### Passage for review
+ + +

The diet consists largely of seeds including acacia, red pea (Requenia sphaerosperma), Tephrosia, Cyperus, blackjack (Bidens bidentata) and hairy thorn-apple (Datura innoxia).

Breeding takes place between February and September, peaking earlier in the northern part of the range than the south. The male has a courtship display in which he walks round in circles with his beak near the ground and his tail raised high. The nest is a shallow depression in the soil, lined with a few bits of dried vegetation, often hidden between grass tufts or under a bush. Two or three eggs are laid and both sexes take it in turn to incubate them. They hatch in about 24 days. The chicks are precocial, being active with eyes open and clothed in fluffy down as soon as they are hatched. In about a month they have grown adult-type feathers and can fly.

+ + +

### Recorded information
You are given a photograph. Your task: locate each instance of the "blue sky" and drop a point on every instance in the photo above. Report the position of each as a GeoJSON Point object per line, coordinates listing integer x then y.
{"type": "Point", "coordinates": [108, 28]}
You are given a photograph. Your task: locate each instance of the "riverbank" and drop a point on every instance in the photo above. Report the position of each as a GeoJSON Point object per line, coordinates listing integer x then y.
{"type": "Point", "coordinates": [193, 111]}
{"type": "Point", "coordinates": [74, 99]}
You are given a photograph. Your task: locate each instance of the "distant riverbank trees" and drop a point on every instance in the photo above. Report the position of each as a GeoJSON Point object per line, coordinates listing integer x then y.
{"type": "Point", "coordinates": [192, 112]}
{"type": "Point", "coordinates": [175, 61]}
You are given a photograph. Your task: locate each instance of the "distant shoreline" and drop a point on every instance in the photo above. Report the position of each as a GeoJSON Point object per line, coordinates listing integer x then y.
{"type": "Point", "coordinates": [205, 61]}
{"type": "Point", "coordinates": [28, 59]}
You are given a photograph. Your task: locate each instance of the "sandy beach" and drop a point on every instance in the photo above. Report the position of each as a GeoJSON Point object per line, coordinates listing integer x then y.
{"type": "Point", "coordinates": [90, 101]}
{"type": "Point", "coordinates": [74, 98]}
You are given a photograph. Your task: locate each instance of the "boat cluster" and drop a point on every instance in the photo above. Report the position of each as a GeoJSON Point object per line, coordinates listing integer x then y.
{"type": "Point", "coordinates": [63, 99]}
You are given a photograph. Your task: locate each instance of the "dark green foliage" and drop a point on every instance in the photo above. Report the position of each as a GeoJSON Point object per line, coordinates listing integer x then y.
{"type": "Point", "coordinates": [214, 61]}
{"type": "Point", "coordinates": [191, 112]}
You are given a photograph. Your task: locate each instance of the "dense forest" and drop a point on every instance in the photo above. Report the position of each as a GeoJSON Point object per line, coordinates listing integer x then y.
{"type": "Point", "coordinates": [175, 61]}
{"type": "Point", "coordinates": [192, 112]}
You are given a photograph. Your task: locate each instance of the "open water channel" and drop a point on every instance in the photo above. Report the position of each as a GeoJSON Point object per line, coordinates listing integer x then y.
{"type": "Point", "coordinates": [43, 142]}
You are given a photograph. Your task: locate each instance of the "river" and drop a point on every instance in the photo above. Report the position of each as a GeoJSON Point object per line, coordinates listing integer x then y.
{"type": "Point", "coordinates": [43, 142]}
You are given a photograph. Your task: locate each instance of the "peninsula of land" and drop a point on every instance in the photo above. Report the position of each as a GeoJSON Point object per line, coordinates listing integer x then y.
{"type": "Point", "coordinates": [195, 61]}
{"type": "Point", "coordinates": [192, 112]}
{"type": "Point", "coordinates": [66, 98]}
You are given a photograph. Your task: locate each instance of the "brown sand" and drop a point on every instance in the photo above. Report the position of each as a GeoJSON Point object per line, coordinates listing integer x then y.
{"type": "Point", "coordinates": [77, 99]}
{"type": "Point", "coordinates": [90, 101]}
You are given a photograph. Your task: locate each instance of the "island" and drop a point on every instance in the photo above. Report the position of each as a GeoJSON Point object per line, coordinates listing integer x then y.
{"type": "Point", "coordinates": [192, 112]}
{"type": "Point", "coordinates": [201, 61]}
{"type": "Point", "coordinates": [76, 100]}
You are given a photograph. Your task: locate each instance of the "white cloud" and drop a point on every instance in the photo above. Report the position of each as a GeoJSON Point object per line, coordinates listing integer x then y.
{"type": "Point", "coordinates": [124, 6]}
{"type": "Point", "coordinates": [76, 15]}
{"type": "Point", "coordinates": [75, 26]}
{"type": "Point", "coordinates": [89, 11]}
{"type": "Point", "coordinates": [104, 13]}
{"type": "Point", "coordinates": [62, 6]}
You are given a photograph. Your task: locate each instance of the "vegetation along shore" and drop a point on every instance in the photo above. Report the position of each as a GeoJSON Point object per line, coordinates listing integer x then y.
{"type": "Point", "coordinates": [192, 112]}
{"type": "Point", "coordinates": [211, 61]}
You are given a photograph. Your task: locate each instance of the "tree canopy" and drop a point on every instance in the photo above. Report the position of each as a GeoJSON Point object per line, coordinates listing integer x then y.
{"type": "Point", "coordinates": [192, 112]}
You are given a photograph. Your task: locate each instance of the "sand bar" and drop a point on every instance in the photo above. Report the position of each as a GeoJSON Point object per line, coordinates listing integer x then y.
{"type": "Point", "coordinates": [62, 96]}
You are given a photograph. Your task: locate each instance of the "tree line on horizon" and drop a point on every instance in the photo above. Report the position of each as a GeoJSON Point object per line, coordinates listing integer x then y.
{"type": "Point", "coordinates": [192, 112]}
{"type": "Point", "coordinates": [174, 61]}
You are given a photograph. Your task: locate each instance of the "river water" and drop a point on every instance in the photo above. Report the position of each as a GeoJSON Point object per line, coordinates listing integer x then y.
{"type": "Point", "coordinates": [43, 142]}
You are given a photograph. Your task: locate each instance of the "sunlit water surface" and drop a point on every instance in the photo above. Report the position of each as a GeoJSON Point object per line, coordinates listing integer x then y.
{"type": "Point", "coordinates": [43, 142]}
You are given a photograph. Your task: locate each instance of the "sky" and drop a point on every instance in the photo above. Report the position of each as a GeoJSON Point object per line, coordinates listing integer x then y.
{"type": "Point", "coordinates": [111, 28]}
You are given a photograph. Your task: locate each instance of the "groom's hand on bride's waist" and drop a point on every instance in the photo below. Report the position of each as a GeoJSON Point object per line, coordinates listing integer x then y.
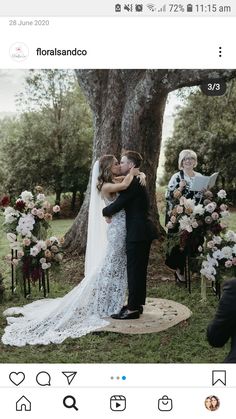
{"type": "Point", "coordinates": [108, 220]}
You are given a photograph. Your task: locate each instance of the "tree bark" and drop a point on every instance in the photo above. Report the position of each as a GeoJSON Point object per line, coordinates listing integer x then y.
{"type": "Point", "coordinates": [58, 197]}
{"type": "Point", "coordinates": [128, 108]}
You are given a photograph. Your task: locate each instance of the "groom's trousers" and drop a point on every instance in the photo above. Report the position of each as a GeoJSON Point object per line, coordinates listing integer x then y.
{"type": "Point", "coordinates": [137, 262]}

+ + +

### Actions to take
1. Decide whether each statement agrees with the passage on the bird's diet and breeding, and support each yes or no with the text's deciding words: (a) Both parents incubate the eggs. (b) The eggs hatch in about a month. (c) The nest is built high in a bush.
2. List every plant whose seeds the passage on the bird's diet and breeding names as part of the diet.
3. Carry on the passage on the bird's diet and breeding from its last sentence.
The rows are separate material and stand apart from the text on the bird's diet and breeding.

### Set of answers
1.
(a) Yes: "both sexes take it in turn to incubate them."
(b) No: "They hatch in about 24 days."
(c) No: "The nest is a shallow depression in the soil."

2.
- acacia
- red pea (Requenia sphaerosperma)
- Tephrosia
- Cyperus
- blackjack (Bidens bidentata)
- hairy thorn-apple (Datura innoxia)

3.
The double-banded sandgrouse is most often seen in groups of one to five birds, often two or four. The birds are monogamous and these are probably pairs or family units. In the morning they tend to feed in dry areas well away from water but in the afternoon they are most often seen near watering places. They visit water again, often in larger groups of up to 10, after dark. In Borakalalo Game Reserve, South Africa they were observed at dry times of year, in February and March and again between July and September. They were absent from the park during the wet summer period, from September to January.